Why Hasn’t The Innovation Train Arrived to Fincrime Compliance?

by Laurence Hamilton , Chief Commercial Officer , Consilient

Challenger banks are using innovative technology to change the game with customers. From the use of open banking, which is dramatically improving customer engagement and creating frictionless onboarding, to the creation of smart products and tools to make banking more personalized. Established banks are jumping on the innovation train for customers and following suit. But are back-office solutions making the same leap forward on innovation? It is widely reported that financial crime risk management continues be more and more costly and challenging. It is time to stop the inefficient and ineffective ways financial institutions carry out anti-money laundering (AML) and financial crime reviews.

Rules-based approaches hold sway, staffing has been increased to meet regulatory requirements and reported costs are exponential. The challenge to take a different approach is exacerbated by organizations only having access to their own data on entities and people. Data sharing is limited, which also limits the ability to prevent financial crime from occurring across organizations. For several reasons, a bad actor that is known at one bank cannot be seen by another bank. Even the largest banks struggle with insufficient data to carry out effective Customer Due Diligence (CDD). Without adequate broad customer insights, there can’t be an adequate risk assessment of that customer. Challenger banks are particularly exposed to this environment as they rush to build their customer bases.

In traditional banks, the approach seems to be to add more to existing processes to solve the problems. Where is the innovation that is so cherished to attract and retain customers but is a second thought in protecting society? It is not as though the current operational approach is under-invested. What solutions should we seek?
--------------------------------
### WHAT YOU HAVE TO DO
Decide whether each statement agrees with the article on financial crime compliance above, answering yes or no and quoting the words from the article that settle it. 1. Challenger banks are using open banking to improve how they engage customers. 2. Organizations share data on entities and people widely. 3. The current operational approach lacks investment.

### EXCERPTED DATA
--------------------------------
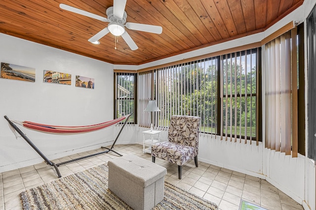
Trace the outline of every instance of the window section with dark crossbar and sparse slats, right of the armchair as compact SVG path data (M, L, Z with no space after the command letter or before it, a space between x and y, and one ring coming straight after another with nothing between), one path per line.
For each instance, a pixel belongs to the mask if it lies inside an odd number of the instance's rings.
M222 56L221 131L226 140L256 138L258 53L252 49Z

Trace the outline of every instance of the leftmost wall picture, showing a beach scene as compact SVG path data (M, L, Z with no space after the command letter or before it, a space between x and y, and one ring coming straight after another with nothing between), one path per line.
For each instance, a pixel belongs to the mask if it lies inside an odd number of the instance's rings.
M1 62L1 78L35 82L35 68Z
--------------------------------
### WRITTEN ANSWER
1. Yes: "From the use of open banking, which is dramatically improving customer engagement and creating frictionless onboarding"
2. No: "Data sharing is limited"
3. No: "It is not as though the current operational approach is under-invested."